Tasks to carry out:
(a) List every kind of organization that the energy storage safety text says is temporarily pausing operations to reassess the safety of its own systems.
(b) Extend the energy storage safety text beyond its final sentence, carrying its discussion of burn testing forward in the same formal register.
Top of Text section
Batteries solve the problem of intermittent solar irradiance and reliable clean energy. With energy storage systems, PV project owners and off-takers can continue using solar power long after the sun sets. After years of hype, battery systems are finally gaining traction in major markets, especially in states such as Hawaii, which no longer offers net energy metering to new residential solar customers. Yet energy storage systems remain a niche application in most of the United States and across the global solar market.
Safety is an important factor preventing adoption of solar + storage. Lithium-ion batteries, the dominant chemistry in energy storage systems (ESS) today, can pose significant risks to life and property when they are poorly designed, installed or maintained. These batteries contain volatile hydrocarbon electrolytes that can cause large, uncontrollable fires or explosions in certain conditions. Fire codes and standards designed to make ESS safer are currently being developed and adopted, but there is significant uncertainty and lack of awareness regarding these safe practices.
We now are facing the consequences
Since May 2018, nearly two dozen large-scale ESS fires have occurred in South Korea. On April 19 this year, an explosion and fire at an Arizona Public Service (APS) battery factory hospitalized eight firefighters, with three requiring airlift evacuation. APS took steps to shut down two of its other battery systems immediately following the event to assess safety concerns. These incidents are raising justifiable alarms with code officials and authorities having jurisdiction (AHJs), the fire service and utilities across the United States and beyond. Many developers, independent power producers and utilities are temporarily pausing operations to reassess the safety of their own systems following these alarming incidents.
The role of burn testing
Fire codes such as the National Fire Protection Association (NFPA) 855 will be instrumental for improving ESS safety. While NFPA 855 and other codes are nearing completion, they are still years away from broad adoption. To deploy energy storage systems safely in the meantime, the industry needs additional test data that proves and validates system response under non-ideal conditions and that helps define product standards.
Bottom of Text section
Top of Source data
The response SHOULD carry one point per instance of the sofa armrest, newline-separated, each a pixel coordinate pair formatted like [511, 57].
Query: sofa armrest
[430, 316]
Bottom of Source data
Responses for each task:
(a) Developers, independent power producers, and utilities.

(b)
PV Evolution Labs (PVEL) and its partners conduct large-scale destructive battery testing, or burn testing, that can address safety concerns, especially in the absence of regulation. The testing reveals how specific energy storage systems behave during failure by simulating realistic field failure conditions during battery operation. Burn testing results are used to assess installation safety and to help first responders determine the best ways to react when failures occur.
With better information about how failing batteries behave, stakeholders can identify the risks that are most likely to emerge for first responders, buildings and other infrastructure if an incident occurs. Developers and system owners can therefore design and implement better ways of managing and containing fires and explosions. For example, test results can be used to determine the level of ventilation or suppressant needed, which are both required in storage-equipped buildings or containers. Test results can also determine whether or not water or other nontraditional agents are adequate to contain fires.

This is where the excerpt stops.